Records –

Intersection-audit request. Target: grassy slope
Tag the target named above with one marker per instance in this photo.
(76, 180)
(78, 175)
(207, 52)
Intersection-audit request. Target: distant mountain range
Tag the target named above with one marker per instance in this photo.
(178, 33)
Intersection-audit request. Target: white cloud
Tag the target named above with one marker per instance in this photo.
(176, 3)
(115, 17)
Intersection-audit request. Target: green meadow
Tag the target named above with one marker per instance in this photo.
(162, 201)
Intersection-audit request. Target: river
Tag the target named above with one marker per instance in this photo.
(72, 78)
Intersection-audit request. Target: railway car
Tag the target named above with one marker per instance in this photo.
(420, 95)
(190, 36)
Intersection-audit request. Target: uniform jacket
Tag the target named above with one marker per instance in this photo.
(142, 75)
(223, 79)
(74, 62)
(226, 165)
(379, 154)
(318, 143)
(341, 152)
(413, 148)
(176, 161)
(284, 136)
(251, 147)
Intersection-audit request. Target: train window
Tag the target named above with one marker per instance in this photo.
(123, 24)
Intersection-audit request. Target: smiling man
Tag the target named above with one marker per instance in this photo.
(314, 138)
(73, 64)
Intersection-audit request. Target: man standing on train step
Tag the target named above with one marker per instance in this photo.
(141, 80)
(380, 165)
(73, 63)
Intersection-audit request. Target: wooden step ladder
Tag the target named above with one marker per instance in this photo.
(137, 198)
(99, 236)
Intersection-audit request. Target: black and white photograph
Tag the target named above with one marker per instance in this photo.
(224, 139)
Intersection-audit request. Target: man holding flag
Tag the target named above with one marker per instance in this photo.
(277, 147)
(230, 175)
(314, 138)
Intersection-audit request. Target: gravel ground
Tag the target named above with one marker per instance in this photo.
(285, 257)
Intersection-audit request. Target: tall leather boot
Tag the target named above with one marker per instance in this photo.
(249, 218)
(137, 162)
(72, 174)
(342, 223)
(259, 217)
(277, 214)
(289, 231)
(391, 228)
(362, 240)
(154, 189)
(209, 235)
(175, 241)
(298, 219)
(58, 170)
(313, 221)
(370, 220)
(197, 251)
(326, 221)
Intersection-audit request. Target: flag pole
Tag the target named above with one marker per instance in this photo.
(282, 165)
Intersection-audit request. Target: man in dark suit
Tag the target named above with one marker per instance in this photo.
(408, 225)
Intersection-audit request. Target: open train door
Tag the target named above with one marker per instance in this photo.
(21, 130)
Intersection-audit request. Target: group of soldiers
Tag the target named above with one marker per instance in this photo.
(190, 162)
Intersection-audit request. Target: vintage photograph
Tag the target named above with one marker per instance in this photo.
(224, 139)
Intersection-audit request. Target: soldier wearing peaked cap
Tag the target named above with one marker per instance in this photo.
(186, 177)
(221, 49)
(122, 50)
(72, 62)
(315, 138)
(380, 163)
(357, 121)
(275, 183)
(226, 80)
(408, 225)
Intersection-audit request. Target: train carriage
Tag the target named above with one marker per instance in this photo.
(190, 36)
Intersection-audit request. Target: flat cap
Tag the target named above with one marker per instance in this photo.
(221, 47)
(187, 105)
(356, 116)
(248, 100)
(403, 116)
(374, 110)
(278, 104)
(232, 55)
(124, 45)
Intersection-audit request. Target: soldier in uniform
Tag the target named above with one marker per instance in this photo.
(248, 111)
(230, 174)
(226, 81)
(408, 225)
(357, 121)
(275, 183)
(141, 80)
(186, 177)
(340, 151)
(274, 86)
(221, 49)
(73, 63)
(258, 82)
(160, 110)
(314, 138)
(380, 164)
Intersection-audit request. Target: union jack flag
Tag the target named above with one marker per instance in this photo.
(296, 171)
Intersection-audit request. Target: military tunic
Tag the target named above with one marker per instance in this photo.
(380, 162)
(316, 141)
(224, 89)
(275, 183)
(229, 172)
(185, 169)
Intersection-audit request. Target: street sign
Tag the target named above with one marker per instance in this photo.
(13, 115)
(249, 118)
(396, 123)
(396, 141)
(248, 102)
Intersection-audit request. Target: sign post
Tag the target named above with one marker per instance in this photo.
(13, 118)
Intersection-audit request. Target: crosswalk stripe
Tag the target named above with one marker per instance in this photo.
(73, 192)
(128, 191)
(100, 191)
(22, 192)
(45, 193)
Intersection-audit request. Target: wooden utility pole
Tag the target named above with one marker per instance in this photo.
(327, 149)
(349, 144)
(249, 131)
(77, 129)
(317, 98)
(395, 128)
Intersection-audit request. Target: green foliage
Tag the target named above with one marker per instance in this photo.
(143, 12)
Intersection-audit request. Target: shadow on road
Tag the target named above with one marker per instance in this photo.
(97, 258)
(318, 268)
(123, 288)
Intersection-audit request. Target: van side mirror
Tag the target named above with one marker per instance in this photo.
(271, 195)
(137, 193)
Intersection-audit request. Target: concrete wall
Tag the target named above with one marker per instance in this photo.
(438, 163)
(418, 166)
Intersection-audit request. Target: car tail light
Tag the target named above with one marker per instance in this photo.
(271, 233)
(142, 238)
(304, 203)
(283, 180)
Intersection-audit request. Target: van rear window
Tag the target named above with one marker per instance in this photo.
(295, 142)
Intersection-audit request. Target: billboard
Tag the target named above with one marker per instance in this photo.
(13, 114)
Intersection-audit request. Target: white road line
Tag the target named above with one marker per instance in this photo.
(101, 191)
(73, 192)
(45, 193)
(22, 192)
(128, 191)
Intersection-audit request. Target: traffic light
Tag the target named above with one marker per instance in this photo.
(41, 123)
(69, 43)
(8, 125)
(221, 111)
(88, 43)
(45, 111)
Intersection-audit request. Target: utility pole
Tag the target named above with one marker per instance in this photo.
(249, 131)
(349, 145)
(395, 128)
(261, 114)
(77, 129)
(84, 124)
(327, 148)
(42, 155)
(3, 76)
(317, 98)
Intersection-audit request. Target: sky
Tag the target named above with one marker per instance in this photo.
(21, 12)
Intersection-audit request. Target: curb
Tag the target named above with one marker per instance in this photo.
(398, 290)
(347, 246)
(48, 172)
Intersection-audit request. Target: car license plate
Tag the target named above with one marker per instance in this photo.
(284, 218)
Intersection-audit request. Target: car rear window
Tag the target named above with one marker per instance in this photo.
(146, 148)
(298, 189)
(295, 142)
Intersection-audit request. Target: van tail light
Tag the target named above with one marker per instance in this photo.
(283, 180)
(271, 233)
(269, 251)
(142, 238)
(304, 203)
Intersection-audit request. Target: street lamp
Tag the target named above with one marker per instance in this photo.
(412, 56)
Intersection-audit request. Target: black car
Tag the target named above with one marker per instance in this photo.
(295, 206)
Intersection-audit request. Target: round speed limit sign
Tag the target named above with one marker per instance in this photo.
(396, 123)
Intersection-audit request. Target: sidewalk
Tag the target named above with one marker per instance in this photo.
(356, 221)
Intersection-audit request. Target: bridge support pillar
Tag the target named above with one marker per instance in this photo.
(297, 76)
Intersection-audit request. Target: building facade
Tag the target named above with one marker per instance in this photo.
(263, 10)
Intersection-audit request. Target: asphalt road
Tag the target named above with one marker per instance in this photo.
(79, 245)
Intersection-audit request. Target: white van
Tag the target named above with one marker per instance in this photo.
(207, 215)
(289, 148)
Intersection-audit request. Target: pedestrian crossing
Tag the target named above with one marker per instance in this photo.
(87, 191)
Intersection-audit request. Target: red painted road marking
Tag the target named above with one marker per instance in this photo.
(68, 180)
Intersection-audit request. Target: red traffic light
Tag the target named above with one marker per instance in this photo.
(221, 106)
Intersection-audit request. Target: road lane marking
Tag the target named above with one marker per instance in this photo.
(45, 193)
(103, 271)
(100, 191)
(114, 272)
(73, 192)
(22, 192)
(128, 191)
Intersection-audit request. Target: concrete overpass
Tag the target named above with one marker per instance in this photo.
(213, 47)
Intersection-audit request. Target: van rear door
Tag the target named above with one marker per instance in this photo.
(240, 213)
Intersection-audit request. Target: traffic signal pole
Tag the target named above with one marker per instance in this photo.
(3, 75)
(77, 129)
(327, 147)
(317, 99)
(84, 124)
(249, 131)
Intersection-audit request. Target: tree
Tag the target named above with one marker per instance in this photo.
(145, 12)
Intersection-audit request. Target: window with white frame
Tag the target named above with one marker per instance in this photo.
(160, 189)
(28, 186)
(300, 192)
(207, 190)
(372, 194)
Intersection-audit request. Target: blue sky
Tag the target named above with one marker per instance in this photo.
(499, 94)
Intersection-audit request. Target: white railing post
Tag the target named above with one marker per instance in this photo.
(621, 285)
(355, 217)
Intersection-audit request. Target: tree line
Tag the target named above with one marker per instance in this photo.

What to do –
Reproduce only the lines running from the one with "Intersection-audit request. Target: traffic signal" through the final line of the listing above, both ends included.

Exercise solution –
Intersection-audit request. Target: traffic signal pole
Tag the target named above with one marker per instance in this photo.
(3, 75)
(77, 129)
(327, 147)
(317, 99)
(84, 124)
(249, 131)
Intersection-audit request. Target: tree
Tag the target named above with one marker per instance in this photo.
(145, 12)
Intersection-audit request. Target: window with white frame
Tag the target named above with one marker per instance in this photo.
(160, 189)
(28, 186)
(300, 192)
(207, 190)
(372, 194)
Intersection-audit request. Target: blue sky
Tag the target named above with one marker per instance in this photo.
(499, 94)
Intersection-audit request. Target: white railing post
Tag the target named above with one marker per instance in this photo.
(621, 285)
(355, 217)
Intersection-audit request. Target: tree line
Tag the target named above with one marker per instance in this photo.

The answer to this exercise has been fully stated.